_ASSIGNMENT_.
Could you return every record below exactly as it is written?
### DATA SUPPLIED
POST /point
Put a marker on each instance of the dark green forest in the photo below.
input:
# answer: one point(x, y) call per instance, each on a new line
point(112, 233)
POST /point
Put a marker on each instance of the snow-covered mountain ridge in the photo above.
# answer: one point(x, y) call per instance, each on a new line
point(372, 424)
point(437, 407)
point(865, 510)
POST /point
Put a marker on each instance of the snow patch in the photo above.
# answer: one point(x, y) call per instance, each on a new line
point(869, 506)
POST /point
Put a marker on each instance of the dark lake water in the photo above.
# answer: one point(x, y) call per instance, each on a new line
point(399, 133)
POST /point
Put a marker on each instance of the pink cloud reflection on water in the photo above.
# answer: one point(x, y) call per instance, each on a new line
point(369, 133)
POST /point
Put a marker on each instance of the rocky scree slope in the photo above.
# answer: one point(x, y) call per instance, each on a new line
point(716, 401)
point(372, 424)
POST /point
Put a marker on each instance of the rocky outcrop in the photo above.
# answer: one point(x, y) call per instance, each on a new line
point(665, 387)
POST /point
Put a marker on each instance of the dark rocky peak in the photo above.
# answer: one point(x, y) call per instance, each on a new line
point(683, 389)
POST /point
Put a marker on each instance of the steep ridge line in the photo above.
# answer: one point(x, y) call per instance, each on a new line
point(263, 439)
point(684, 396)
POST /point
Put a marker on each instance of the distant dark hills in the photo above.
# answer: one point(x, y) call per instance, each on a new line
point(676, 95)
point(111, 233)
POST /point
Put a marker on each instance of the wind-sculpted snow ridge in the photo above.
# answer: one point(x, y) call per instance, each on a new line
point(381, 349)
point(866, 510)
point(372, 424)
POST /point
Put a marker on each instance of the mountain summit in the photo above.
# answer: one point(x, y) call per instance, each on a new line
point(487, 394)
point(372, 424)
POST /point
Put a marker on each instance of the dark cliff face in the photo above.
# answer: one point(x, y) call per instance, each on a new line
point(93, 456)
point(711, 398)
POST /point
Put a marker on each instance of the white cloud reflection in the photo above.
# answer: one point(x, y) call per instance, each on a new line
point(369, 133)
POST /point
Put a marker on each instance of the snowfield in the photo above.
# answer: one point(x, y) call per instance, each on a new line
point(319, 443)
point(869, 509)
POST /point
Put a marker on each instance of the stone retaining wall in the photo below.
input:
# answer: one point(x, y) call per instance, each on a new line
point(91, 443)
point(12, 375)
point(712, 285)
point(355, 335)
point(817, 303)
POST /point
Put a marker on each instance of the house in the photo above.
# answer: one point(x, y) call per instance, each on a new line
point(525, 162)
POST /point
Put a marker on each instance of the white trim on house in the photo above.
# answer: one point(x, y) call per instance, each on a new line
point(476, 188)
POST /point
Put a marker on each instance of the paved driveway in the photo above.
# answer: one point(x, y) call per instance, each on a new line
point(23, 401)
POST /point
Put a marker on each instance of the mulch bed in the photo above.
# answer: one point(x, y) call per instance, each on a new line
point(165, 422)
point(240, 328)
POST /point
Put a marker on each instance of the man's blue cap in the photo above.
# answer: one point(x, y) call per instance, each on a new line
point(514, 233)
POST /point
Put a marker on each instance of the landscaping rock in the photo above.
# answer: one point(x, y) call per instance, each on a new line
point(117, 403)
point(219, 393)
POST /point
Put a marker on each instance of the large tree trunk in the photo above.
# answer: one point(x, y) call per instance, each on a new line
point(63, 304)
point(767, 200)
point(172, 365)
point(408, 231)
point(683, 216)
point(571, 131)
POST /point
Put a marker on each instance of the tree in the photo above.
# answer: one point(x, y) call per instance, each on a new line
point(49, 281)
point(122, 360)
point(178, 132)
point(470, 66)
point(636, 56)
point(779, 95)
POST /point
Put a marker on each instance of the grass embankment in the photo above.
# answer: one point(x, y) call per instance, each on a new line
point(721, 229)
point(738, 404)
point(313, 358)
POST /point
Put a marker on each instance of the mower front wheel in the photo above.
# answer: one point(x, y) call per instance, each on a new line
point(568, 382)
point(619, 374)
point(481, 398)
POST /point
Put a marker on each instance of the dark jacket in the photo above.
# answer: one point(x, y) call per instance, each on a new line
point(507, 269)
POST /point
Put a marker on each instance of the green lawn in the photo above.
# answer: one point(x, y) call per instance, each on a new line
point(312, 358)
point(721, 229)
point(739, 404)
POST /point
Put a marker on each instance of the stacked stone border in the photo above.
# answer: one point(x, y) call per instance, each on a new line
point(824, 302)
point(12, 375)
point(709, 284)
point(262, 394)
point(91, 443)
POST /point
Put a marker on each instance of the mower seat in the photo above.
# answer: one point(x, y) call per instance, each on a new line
######
_TASK OUTPUT_.
POST /point
Put a marker on each instance of the dark green forest in the photo below.
input:
# answer: one point(x, y) call per instance, each on a new line
point(112, 233)
POST /point
Put a marker on each instance of the snow-covered mountain ridge in the photo above.
# answer: one point(x, y) call per instance, each on a new line
point(372, 424)
point(437, 407)
point(865, 510)
POST /point
Put a marker on each instance of the snow patch in the photo above.
# answer: one point(x, y) call per instance, each on a new line
point(869, 506)
POST /point
Put a marker on each instance of the dark lake water in the photo above.
# answer: one point(x, y) call per instance, each on a new line
point(399, 133)
POST /point
Put a marker on each instance of the pink cloud reflection on water in the photo above.
# answer: one point(x, y) call per instance, each on a new line
point(369, 133)
POST /point
Put a marker on each instance of the rocky scree slope in the photo above.
# answer: one point(x, y) call per instance, each on a new line
point(716, 401)
point(372, 424)
POST /point
Put a marker on each instance of the rocky outcrop in the photo above.
# answer: one point(x, y) call per instance, each on a new line
point(665, 387)
POST /point
Put a marker on each instance of the dark rocky peak in the photo above.
# answer: one point(x, y) call per instance, each on a new line
point(683, 389)
POST /point
Put a marker on each instance of the steep ridge line in the photo above.
# answer: one point(x, y) call per instance, each on a new line
point(263, 439)
point(684, 396)
POST /point
Put a marker on each instance of the distant dark hills in the photo above.
# answer: one point(x, y) call per instance, each on a new line
point(676, 95)
point(111, 233)
POST /point
Put a marker on each instance of the wind-sculpted snow ridge in the photo above.
# answer: one point(x, y) call per instance, each on a new line
point(381, 349)
point(866, 510)
point(372, 424)
POST /point
Put a marker on each instance of the mountain summit in the photo above.
# answer: one point(x, y) call per instance, each on a new line
point(487, 394)
point(372, 424)
POST /point
Put a marker on each instance of the dark cliff face in the photo above.
# answer: one point(x, y) call per instance, each on a new line
point(93, 456)
point(711, 398)
POST /point
Put a marker on each instance of the white cloud reflection in the photo above.
# answer: one point(x, y) call per instance, each on a new line
point(369, 133)
POST /point
Put a marker on each instance of the snowfield in the photo above.
# answer: one point(x, y) call per instance, each on a new line
point(319, 443)
point(869, 509)
POST /point
Put a marker on each instance of the stone retaining wall in the photo below.
input:
# answer: one point(x, y) call per instance, each on a new line
point(91, 443)
point(12, 375)
point(712, 285)
point(355, 335)
point(817, 303)
POST /point
Put a marker on each instance of the house in the photo above.
# answer: one point(x, y) call per instance, each on a new line
point(525, 162)
POST /point
Put a marker on each instance of the white trim on house in the photo above.
# answer: one point(x, y) call per instance, each on a new line
point(476, 188)
POST /point
Put a marker on each instance of the paved driveway in the photo above.
# answer: one point(x, y) call per instance, each on a new line
point(23, 401)
POST /point
Put a marker on each instance of the mulch bed in the photo above.
# answer: one point(x, y) call per instance, each on a new line
point(165, 422)
point(240, 328)
POST /point
Put a marker on each instance of the man's blue cap in the photo above.
# answer: one point(x, y) call per instance, each on a new line
point(514, 233)
POST /point
Put a marker on each instance of the landscaping rock in the photo above.
# answer: one point(x, y) call per instance, each on a new line
point(117, 403)
point(219, 393)
POST /point
Put a marker on each instance of the large tree trunk in the photo above.
# answer: one point(x, y) call per instance, each on a new line
point(63, 304)
point(767, 200)
point(172, 365)
point(408, 231)
point(683, 216)
point(571, 131)
POST /point
Put a marker on each instance of the tree in the photo above.
# answer: one point(x, y) call per instance, each on a new line
point(49, 281)
point(122, 360)
point(178, 132)
point(470, 66)
point(636, 56)
point(779, 95)
POST /point
Put a marker on each instance of the grass embankment in the photo above.
# answer: one point(x, y) call per instance, each on a new line
point(721, 229)
point(738, 404)
point(313, 358)
POST /point
Put a marker on each instance of the mower front wheel in the photo above.
# answer: one point(x, y) call per instance, each on a new line
point(568, 382)
point(619, 374)
point(481, 398)
POST /point
Put a marker on each instance of the dark jacket in the photo above.
# answer: one point(x, y) call per instance, each on a new line
point(507, 269)
POST /point
Put a marker on each instance of the green lawn in the photo above.
# answer: one point(x, y) call per instance, each on a new line
point(312, 358)
point(721, 229)
point(739, 404)
POST /point
Put a marker on each instance of the stacked stone border in the photo above.
# answer: one point(x, y) call per instance, each on a new line
point(824, 302)
point(12, 375)
point(709, 284)
point(262, 394)
point(91, 443)
POST /point
Put a marker on each instance of the mower seat in the photo above.
# answer: one point(x, y) call per instance, each on a new line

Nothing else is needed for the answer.